SET TASKS:
1 > In the advice post below, how many years has the man in the motorcycle outfit been the Baptist preacher at the local church?
2 > Summarize the advice post below in two sentences.
3 > Condense the paragraph of the advice post that begins "I can see this as a frustrating issue" into one sentence.

-- Begin DOCUMENT SECTION --

I feel like we are now really into the meat of the problem in the marriage!

Your statements regarding your lack of ability to trust men really strikes a chord with me.

I need you to take a very strong look at the logic here. And with this, I need you to move away from ALL REFERENCES to FEELING.

FEELING cannot enter into this for now.

Trust should be based on reliable evidence. Not on how you "feel". For example, I might see a man in a store dressed in a motorcycle-riding outfit and "feel" like I cannot trust him at all, right? I base that "feeling" only on my stereotypes, what I have created in my head, and NOTHING else. Past experiences, stuff I have heard or seen, things I only BELIEVE about guys on motorcycles - and NOTHING about THIS MAN at all.

Is that fair?

Turns out this man I'm looking at is the head of a Christian motorcycle group who is the Baptist preacher for 30 years at the local church who is just picking up some water for his handicapped son-in-law, who he is taking for a ride in the sidecar today.

Gee. My "feeling" was reallllllyyyyy wwrrrroooonnnggg. I even knew this guy personally, trusted him, and the only thing I distrusted was the fact that all I really saw of him today was that jacket and outfit he was wearing. I never even looked at his face.


My point is that you need to self-evaluate much more closely on your trust in men. Regardless of what any individual man may have done to you in the past, this does not paint all of them - or your husband - with the same broad brush. Furthermore, even though your husband has likely done things in the past that have bothered or annoyed you, your basic sense of trust should not be completely broken. *Unless there has been a previous affair?*

*If you are talking about a previous affair in your marriage when it comes to why you do not trust your husband, then there are other things you need to disclose here, or we are not going to be assisting you in the right direction.


Barring that, I would also say that you need to look at your ability to "let go" of some issues, and look at forgiving and yoru ability to do that, too. I say this because your husband has specifically asked you to let things go, and you say you worry things over and over.

I wonder about whether or not this issue is an area that you would need to address in the marriage, as I do see this tendency here - and despite several attempts at concrete methods of advice, you seem to either pass over them or cast them off/ignore them entirely.

I can see this as a frustrating issue for your husband - leading him to view it as "negativity", in the sense that instead of focusing on the solutions to problems you tend to focus on the problem, talking about the problem, worrying about the problem, crying about the problem, talking about how you feel about the problem, why you have the problem, who caused the problem, the past issues with the problem, various reasons the problem is complex.......and so on.

It is the tendency for men to want to SOLVE the problem and move forward (generally speaking).

-- End DOCUMENT SECTION --
-- Begin DATA ENTRIES --

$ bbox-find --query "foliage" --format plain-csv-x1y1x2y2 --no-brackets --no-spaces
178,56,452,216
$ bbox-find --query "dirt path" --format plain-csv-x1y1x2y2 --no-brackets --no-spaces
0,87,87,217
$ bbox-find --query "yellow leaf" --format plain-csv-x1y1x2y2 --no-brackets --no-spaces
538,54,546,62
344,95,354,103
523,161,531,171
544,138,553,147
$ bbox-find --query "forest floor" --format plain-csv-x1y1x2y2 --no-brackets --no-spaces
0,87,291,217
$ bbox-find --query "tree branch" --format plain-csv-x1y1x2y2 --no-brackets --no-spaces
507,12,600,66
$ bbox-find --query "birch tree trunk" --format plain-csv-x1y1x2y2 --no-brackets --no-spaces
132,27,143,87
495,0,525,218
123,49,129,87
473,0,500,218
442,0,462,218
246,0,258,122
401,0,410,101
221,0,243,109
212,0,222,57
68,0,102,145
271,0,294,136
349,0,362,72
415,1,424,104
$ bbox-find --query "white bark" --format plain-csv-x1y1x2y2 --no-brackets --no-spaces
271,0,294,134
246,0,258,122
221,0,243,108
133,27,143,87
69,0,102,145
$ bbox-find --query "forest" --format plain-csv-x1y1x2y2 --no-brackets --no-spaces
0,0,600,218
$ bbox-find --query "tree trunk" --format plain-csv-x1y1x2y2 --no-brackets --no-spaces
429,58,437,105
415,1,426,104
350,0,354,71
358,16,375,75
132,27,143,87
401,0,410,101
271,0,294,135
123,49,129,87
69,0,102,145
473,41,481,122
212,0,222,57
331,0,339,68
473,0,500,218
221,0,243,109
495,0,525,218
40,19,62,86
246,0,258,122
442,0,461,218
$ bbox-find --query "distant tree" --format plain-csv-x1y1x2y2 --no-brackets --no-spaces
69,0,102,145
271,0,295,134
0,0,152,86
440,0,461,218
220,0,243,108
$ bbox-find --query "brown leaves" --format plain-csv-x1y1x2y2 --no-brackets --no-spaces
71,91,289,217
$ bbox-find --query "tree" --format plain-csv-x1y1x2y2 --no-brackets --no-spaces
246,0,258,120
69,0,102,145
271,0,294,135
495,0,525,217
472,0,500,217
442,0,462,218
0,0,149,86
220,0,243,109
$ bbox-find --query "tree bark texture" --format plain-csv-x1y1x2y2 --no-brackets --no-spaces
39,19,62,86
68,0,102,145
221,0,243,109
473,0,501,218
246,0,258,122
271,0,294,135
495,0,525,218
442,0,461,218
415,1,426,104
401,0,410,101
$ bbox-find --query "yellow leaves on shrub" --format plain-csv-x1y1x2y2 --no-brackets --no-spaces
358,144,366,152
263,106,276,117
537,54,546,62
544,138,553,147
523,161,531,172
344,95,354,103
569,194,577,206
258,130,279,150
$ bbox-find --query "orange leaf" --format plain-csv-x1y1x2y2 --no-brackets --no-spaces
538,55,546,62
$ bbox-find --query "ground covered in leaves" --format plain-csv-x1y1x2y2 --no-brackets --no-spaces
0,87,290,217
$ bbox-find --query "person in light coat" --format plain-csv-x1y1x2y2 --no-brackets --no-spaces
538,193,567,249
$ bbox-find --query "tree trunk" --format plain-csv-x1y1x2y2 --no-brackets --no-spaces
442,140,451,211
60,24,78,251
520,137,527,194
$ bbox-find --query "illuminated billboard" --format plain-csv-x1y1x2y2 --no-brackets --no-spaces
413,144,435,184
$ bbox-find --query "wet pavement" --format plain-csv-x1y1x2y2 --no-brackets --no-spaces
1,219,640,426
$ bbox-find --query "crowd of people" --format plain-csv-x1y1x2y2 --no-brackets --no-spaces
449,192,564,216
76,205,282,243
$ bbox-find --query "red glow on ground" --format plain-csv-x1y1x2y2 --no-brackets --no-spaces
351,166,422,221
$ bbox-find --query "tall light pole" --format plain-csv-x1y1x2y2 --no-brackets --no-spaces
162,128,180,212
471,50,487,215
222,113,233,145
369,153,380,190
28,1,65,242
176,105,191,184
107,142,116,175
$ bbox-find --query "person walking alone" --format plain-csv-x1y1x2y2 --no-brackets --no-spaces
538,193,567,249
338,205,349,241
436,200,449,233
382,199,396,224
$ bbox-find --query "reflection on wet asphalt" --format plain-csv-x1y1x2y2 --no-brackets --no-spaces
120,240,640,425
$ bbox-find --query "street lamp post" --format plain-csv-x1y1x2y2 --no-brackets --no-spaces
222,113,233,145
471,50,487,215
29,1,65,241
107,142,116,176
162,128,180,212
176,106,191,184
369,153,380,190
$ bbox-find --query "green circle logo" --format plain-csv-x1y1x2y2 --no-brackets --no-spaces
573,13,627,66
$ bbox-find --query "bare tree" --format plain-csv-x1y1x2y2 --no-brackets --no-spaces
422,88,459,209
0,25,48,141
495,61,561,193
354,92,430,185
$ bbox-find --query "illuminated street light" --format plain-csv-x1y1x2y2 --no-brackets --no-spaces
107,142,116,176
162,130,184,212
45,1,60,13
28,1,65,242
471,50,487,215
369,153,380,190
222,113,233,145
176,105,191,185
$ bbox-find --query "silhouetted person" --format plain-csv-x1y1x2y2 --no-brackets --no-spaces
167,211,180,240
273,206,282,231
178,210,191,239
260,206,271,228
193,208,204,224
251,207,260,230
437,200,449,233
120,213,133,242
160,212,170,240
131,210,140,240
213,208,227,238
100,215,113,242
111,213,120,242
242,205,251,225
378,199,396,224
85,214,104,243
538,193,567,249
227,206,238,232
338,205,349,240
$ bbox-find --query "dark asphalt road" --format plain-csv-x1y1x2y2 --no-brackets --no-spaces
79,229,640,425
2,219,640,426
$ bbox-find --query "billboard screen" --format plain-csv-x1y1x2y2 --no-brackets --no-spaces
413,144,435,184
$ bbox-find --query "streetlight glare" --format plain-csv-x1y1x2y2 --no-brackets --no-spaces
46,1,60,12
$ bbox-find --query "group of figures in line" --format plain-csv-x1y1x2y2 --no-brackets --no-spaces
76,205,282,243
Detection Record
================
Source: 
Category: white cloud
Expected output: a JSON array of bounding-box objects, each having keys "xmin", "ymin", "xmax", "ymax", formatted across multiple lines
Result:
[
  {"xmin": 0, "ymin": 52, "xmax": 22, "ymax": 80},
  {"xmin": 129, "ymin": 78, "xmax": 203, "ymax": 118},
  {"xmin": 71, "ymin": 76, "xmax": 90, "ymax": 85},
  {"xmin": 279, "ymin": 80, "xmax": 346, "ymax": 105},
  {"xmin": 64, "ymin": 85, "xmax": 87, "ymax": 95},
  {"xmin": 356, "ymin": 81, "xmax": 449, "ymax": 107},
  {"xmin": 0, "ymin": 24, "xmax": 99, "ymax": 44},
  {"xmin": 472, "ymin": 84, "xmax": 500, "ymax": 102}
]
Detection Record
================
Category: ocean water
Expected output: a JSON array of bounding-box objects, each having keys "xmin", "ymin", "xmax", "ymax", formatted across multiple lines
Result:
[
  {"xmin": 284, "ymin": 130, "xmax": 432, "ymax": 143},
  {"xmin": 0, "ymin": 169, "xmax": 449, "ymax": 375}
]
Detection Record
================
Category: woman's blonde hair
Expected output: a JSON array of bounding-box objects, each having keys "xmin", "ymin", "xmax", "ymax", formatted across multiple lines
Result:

-- End DATA ENTRIES --

SOLUTIONS TO THE PROBLEMS:
1 > 30 years.

2 > The advice post argues that trust should rest on reliable evidence rather than feeling, using the example of a man judged untrustworthy for his motorcycle outfit who turns out to be a longtime Baptist preacher the writer knows and trusts. It urges the reader to reexamine a distrust of men and to work on letting go of issues and forgiving, since dwelling on problems instead of solutions can frustrate a husband who wants to solve problems and move forward.

3 > The husband likely finds it frustrating and sees it as "negativity" that the reader focuses on problems rather than solutions: talking, worrying and crying about them, along with their causes, their history and their complexity.